A block of data
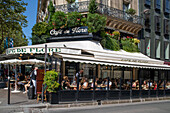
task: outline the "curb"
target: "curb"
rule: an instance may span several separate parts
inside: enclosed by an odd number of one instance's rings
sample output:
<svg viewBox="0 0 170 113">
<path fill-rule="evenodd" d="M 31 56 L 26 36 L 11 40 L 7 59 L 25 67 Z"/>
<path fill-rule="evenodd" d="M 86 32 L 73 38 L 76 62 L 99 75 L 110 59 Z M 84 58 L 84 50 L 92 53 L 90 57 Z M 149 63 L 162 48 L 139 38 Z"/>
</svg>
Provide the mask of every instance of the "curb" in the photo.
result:
<svg viewBox="0 0 170 113">
<path fill-rule="evenodd" d="M 60 103 L 60 104 L 49 104 L 49 103 L 40 103 L 32 105 L 20 105 L 20 106 L 0 106 L 0 108 L 39 108 L 39 109 L 49 109 L 49 108 L 72 108 L 72 107 L 85 107 L 85 106 L 100 106 L 100 105 L 110 105 L 110 104 L 122 104 L 122 103 L 140 103 L 146 101 L 163 101 L 170 100 L 170 97 L 158 97 L 158 98 L 139 98 L 139 99 L 126 99 L 126 100 L 101 100 L 101 101 L 92 101 L 92 102 L 74 102 L 74 103 Z"/>
</svg>

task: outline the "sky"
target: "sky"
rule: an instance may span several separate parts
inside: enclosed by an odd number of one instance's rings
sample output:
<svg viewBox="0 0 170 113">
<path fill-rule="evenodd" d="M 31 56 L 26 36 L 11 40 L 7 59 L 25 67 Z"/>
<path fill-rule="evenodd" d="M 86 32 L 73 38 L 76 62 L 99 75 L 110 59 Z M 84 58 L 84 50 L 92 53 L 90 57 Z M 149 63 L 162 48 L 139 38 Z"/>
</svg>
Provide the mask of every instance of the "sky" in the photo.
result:
<svg viewBox="0 0 170 113">
<path fill-rule="evenodd" d="M 25 3 L 28 3 L 26 6 L 26 11 L 24 13 L 27 16 L 28 26 L 23 28 L 24 34 L 26 35 L 29 43 L 28 45 L 32 45 L 31 37 L 32 27 L 36 23 L 36 15 L 37 15 L 37 7 L 38 7 L 38 0 L 23 0 Z"/>
</svg>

- [TO BE DONE] Locate each line in the data above that contains the word "Provide", and copy those lines.

- [RESPONSE TO THIS TASK]
Provide the mask of every instance of the "curb" in the photo.
Provide the mask of every instance of the "sky" in the photo.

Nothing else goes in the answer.